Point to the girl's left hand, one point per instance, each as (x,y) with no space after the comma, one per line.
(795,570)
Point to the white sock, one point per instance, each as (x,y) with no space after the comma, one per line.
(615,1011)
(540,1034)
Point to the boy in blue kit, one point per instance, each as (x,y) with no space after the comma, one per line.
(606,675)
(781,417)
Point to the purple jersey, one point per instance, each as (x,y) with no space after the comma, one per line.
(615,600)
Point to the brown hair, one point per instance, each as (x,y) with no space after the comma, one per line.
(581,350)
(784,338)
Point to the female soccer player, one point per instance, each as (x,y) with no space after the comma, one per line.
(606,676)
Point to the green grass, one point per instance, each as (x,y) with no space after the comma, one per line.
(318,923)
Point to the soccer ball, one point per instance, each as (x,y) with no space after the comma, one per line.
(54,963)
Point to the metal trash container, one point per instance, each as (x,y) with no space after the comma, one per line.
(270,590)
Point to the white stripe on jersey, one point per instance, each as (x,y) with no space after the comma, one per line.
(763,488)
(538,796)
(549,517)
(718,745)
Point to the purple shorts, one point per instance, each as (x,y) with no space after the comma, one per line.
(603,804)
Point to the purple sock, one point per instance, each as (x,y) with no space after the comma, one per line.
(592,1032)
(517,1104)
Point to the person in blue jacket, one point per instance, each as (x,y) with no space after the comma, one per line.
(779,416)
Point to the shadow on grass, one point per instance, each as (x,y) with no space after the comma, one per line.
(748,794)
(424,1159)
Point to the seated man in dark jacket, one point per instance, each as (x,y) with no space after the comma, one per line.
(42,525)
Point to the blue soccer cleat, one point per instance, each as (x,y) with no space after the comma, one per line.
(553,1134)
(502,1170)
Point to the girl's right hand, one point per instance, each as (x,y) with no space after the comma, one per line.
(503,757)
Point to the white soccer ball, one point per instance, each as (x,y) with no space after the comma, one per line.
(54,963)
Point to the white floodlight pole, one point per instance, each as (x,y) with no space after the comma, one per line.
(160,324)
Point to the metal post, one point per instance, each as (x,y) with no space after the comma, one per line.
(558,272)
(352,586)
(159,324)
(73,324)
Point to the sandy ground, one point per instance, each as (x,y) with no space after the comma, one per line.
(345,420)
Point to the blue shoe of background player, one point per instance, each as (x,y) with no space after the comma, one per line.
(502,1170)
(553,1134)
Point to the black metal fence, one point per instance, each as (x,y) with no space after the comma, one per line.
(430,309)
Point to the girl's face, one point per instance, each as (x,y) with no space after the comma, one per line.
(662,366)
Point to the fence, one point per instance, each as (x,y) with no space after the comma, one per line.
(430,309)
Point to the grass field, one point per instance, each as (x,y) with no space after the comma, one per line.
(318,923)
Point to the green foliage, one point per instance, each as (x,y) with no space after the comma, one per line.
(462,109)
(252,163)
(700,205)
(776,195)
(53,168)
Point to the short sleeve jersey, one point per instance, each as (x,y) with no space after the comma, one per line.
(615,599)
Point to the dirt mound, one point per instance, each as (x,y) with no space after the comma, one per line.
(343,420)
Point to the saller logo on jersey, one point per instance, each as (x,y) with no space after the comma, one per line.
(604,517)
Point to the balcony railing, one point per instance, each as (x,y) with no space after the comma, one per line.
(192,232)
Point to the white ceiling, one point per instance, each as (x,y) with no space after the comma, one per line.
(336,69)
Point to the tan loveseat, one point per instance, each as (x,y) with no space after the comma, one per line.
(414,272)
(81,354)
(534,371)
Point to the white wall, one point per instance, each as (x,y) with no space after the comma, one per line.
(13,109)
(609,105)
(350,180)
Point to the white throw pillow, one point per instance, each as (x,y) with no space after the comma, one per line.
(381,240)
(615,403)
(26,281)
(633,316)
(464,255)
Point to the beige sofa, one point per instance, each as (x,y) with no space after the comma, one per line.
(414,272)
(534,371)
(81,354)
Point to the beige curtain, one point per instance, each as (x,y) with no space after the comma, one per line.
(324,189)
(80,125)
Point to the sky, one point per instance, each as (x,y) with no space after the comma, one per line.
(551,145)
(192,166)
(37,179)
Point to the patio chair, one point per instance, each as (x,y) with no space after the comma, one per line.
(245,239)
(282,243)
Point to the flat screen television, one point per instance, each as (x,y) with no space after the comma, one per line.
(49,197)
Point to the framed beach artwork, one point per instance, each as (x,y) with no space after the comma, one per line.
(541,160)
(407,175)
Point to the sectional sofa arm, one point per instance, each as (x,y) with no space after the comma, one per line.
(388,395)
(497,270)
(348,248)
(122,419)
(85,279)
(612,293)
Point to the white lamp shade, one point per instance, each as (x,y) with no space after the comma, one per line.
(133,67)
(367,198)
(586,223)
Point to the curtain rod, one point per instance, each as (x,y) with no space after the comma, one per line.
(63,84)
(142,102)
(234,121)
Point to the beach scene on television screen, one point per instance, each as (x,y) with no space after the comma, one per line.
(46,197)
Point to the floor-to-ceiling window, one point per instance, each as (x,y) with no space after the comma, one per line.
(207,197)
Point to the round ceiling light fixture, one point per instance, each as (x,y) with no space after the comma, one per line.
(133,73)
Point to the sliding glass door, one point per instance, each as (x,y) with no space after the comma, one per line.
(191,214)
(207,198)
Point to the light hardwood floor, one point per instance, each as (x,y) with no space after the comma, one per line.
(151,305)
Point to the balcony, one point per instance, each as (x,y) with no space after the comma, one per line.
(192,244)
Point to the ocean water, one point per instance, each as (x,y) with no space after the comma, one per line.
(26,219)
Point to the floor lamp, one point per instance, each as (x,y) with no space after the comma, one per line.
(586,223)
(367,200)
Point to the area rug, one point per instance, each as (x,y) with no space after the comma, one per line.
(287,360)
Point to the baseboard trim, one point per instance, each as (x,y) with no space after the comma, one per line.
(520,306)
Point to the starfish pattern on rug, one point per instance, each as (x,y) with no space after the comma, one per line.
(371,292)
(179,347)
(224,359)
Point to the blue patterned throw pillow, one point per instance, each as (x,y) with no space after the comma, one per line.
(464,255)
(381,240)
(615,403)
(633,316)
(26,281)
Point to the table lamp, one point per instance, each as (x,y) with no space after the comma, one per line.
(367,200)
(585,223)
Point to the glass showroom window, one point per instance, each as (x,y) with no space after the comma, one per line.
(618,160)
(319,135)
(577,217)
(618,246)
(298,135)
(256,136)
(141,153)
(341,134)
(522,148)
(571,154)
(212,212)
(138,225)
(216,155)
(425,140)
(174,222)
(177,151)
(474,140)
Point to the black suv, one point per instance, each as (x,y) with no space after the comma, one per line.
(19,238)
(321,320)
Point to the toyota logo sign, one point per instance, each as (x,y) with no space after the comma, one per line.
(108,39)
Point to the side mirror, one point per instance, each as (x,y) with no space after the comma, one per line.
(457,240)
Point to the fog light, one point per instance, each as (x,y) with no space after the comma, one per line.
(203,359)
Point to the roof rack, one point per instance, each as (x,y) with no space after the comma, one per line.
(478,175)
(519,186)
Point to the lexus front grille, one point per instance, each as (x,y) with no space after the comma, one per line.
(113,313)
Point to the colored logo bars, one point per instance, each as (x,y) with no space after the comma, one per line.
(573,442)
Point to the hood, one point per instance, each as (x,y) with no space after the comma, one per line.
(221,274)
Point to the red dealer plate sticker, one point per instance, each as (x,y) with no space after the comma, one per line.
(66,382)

**Exercise task**
Write out exactly the lines from the line holding "Point to the table" through the last line of the data, and nothing besides those lines.

**Problem solution**
Point to the table lamp, one point per instance, each as (x,y) with no space after the comma, one per line.
(367,200)
(585,223)
Point to the glass showroom window, one point per instance, each as (x,y) with no space after the comma, one per line.
(618,160)
(319,135)
(577,217)
(618,246)
(298,135)
(256,136)
(141,153)
(341,134)
(522,148)
(571,154)
(212,212)
(138,225)
(216,155)
(425,140)
(174,222)
(177,151)
(474,140)
Point to the black suv, one point per instance, each as (x,y) with no space after the comma, one per line.
(19,238)
(321,320)
Point to the toyota logo sign, one point per instance, each as (x,y) with no space after the comma, one per line.
(108,39)
Point to the side mirror, one point per instance, each as (x,y) with no space after the comma, one per line.
(457,240)
Point to the fog light, one point per instance, each as (x,y) with no space after the comma, one per line.
(203,359)
Point to the roof rack, one point per instance, each as (x,y) with no space after the comma, one per line.
(478,175)
(519,186)
Point to the lexus front grille, one point per instance, each as (x,y) with no space after the comma, one per line.
(113,313)
Point to the colored logo bars, one point per instance, each as (x,y) with no space after the comma, one per line.
(573,442)
Point to the hood, one point per instance, each as (x,y) with no space after the comma, one per line.
(221,274)
Point to the red dealer plate sticker, one point per instance, each as (x,y) with no space after the comma, one per line.
(66,382)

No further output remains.